_Exercise_
Note every line in the entries that contains the string "fabric", and copy it.

Stored dataset items
•••

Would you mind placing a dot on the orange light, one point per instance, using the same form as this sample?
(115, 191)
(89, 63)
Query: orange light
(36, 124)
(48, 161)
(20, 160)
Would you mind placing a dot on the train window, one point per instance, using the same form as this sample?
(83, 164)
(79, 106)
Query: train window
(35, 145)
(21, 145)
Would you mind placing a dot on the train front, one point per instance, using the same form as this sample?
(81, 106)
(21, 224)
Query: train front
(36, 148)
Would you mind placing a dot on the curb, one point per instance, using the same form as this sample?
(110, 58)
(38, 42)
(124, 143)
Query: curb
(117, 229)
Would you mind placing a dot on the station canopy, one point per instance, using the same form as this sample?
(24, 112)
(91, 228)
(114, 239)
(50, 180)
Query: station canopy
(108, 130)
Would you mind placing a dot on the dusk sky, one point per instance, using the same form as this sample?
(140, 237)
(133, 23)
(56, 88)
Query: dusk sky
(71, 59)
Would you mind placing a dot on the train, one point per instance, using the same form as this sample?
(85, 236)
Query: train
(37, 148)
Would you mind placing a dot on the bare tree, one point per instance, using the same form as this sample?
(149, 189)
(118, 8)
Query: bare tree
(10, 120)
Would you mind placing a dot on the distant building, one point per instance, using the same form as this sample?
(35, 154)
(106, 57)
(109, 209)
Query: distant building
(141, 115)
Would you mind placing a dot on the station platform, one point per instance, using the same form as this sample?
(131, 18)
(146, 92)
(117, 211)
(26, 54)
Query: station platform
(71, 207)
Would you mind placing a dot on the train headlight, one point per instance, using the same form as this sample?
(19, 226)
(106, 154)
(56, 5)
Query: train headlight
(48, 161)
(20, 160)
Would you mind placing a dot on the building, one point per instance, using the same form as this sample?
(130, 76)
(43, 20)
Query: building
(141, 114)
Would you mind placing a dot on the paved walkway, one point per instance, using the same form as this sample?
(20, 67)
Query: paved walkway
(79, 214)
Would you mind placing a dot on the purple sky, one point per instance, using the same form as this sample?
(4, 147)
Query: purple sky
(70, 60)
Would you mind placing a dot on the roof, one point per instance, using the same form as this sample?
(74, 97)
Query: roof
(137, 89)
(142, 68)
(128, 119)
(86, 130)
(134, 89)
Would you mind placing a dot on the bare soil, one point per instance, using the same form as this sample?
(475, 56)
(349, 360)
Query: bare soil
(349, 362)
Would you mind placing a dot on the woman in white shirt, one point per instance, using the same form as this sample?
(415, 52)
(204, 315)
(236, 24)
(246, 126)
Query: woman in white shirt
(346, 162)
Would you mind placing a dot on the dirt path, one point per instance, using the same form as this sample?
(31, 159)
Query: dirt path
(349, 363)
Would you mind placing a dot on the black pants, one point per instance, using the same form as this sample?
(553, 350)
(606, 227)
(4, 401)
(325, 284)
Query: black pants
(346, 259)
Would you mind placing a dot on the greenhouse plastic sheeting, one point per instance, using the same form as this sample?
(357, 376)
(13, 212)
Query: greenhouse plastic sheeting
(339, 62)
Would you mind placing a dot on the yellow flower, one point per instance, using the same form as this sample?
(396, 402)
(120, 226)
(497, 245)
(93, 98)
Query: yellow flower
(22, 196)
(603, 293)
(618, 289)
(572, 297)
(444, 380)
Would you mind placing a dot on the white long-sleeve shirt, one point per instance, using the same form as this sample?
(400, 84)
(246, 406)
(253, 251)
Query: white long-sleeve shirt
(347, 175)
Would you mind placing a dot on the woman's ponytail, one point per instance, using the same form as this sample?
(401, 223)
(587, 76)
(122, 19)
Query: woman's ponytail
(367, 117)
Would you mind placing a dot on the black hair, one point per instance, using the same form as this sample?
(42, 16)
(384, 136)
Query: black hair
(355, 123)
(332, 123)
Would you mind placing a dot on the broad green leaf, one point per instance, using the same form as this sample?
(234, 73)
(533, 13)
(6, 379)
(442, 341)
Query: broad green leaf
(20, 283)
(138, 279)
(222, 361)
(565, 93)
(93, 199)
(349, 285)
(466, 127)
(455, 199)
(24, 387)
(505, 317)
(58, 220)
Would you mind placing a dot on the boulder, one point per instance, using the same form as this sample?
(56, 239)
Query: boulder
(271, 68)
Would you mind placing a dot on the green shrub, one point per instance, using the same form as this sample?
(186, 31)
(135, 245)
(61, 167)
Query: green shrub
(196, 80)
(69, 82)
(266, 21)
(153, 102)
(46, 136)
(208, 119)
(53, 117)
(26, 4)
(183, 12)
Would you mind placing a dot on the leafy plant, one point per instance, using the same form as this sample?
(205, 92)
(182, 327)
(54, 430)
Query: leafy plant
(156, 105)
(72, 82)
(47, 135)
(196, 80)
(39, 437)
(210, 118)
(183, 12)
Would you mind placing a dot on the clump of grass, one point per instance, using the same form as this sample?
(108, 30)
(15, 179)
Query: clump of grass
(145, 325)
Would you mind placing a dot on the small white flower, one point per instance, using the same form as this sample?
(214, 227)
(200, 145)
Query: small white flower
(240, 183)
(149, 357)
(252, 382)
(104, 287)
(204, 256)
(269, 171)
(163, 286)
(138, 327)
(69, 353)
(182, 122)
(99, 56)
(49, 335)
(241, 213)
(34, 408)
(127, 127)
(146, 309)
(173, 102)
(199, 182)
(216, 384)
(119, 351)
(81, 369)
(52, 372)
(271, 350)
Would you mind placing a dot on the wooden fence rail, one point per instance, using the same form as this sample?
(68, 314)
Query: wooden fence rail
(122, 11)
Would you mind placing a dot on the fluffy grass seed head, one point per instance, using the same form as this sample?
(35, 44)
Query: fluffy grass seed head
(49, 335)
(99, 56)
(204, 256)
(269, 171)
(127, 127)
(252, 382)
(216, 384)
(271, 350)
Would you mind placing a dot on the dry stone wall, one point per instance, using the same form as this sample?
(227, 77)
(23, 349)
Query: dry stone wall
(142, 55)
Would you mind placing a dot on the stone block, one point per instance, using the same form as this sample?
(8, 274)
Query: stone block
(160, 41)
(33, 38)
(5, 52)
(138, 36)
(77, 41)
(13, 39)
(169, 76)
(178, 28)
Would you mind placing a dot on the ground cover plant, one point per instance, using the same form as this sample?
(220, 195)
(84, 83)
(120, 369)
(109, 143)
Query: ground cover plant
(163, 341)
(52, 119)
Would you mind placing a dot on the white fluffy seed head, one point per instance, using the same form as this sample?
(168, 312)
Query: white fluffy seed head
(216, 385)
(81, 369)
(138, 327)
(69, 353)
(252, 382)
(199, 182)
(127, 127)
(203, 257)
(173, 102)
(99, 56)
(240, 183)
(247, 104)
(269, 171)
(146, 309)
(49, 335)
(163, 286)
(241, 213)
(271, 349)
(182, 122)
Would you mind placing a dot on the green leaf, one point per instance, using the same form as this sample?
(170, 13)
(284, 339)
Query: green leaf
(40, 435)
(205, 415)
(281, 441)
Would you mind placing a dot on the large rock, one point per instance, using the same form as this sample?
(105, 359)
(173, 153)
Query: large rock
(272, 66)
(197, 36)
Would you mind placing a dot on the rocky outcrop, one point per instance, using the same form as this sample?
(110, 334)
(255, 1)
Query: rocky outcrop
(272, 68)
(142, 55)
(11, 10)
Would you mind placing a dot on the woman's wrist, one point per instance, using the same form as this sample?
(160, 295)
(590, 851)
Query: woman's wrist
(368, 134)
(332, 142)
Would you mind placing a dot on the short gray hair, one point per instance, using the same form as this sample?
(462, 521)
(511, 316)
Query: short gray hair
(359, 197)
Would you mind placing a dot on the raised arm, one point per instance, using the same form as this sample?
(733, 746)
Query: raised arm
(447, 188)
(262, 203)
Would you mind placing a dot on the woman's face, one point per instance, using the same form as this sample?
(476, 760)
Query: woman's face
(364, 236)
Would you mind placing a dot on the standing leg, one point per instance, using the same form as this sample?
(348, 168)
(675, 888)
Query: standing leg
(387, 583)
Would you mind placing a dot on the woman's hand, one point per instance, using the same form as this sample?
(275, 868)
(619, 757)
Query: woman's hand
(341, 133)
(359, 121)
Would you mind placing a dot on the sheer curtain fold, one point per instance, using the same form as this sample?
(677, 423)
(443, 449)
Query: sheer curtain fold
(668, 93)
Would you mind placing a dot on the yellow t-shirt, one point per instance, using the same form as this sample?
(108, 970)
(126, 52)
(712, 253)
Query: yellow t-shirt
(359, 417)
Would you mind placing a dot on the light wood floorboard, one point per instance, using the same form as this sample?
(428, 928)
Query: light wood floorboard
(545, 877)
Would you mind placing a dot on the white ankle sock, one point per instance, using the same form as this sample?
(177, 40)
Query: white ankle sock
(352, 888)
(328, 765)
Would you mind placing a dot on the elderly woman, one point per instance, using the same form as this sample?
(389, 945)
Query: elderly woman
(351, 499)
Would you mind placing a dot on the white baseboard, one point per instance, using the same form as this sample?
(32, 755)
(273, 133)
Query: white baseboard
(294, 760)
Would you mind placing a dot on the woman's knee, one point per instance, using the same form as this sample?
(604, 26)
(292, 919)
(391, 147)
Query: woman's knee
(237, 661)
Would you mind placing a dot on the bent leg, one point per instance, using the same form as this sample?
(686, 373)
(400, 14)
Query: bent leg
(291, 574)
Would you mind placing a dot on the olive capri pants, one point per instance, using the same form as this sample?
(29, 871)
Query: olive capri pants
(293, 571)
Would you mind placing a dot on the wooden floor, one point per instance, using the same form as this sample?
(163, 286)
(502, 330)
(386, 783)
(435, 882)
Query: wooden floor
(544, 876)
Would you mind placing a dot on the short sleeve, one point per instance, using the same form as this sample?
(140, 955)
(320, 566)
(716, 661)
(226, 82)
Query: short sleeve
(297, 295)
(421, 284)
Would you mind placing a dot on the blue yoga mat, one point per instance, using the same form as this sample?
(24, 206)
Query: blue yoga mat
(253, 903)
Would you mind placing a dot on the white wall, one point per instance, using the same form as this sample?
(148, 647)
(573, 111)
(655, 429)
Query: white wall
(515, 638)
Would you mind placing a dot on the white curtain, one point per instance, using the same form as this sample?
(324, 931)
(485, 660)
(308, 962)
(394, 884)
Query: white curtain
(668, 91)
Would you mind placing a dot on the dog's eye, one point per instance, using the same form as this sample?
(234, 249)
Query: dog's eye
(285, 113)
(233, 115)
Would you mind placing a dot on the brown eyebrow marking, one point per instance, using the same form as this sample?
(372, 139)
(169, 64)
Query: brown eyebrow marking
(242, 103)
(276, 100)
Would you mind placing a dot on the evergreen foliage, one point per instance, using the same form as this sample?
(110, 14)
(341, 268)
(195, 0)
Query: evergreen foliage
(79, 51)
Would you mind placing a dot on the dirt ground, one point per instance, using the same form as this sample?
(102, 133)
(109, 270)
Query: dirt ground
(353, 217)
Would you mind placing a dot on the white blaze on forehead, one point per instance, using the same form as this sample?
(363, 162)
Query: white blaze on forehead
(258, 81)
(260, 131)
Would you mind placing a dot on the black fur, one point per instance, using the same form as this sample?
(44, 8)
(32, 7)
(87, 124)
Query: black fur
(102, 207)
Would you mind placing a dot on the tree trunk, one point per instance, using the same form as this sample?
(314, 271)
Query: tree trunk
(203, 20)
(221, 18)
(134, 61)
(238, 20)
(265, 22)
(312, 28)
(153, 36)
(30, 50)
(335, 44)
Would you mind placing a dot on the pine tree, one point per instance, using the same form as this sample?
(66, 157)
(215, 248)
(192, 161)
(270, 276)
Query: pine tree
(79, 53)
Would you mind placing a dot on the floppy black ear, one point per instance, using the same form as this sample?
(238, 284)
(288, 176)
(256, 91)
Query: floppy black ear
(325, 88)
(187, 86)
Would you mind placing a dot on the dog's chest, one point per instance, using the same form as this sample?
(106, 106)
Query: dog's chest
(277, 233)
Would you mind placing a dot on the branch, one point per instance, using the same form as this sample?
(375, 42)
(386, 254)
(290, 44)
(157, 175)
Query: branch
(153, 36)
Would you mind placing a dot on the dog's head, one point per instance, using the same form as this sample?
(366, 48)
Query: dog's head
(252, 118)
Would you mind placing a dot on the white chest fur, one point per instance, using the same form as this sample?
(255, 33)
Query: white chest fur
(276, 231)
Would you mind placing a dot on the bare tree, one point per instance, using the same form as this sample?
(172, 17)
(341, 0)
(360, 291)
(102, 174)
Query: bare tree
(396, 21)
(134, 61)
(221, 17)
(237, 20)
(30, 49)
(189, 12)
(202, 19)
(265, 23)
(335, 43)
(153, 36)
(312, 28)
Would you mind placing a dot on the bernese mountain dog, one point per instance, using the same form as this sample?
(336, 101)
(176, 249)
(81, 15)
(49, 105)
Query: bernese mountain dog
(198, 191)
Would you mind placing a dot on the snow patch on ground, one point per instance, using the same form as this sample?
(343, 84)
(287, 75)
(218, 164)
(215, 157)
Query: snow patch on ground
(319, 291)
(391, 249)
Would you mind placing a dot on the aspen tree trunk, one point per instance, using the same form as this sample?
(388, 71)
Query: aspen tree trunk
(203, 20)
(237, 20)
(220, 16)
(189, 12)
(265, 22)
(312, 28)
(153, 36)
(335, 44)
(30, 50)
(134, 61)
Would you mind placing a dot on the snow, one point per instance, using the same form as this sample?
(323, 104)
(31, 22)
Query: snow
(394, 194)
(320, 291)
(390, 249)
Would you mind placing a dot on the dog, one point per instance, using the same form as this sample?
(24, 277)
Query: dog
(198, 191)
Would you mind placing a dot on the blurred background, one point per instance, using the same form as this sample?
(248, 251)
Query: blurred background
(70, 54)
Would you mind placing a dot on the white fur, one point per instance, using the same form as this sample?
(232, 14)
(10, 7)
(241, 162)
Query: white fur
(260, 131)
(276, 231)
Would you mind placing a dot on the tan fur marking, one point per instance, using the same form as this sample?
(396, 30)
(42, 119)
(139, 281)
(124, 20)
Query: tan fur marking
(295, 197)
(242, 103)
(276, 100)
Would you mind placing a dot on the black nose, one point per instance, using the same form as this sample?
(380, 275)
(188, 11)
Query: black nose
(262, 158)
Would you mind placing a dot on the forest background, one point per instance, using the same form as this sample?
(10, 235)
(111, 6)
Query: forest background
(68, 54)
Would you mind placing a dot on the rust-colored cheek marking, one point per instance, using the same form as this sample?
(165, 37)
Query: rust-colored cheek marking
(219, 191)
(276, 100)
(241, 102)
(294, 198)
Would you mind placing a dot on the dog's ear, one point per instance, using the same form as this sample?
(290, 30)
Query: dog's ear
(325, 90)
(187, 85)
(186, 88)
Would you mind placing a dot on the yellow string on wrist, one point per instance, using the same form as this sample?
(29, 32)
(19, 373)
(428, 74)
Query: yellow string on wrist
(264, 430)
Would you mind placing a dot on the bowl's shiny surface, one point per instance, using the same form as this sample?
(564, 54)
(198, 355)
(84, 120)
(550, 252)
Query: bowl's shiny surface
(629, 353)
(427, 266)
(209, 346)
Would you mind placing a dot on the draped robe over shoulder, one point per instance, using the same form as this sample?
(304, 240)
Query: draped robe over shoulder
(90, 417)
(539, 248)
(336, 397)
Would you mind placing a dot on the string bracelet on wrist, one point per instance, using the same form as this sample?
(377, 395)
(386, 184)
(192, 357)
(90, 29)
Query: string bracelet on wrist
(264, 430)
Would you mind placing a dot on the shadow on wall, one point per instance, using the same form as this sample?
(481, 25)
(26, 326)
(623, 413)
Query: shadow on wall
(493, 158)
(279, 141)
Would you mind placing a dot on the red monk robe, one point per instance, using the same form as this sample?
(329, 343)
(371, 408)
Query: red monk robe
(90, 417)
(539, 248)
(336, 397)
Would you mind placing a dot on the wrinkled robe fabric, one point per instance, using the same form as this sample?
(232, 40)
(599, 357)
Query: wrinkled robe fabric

•••

_Answer below_
Would you mind placing a dot on the wrinkled robe fabric, one point per instance, using the same form as this sample?
Query: wrinkled robe fabric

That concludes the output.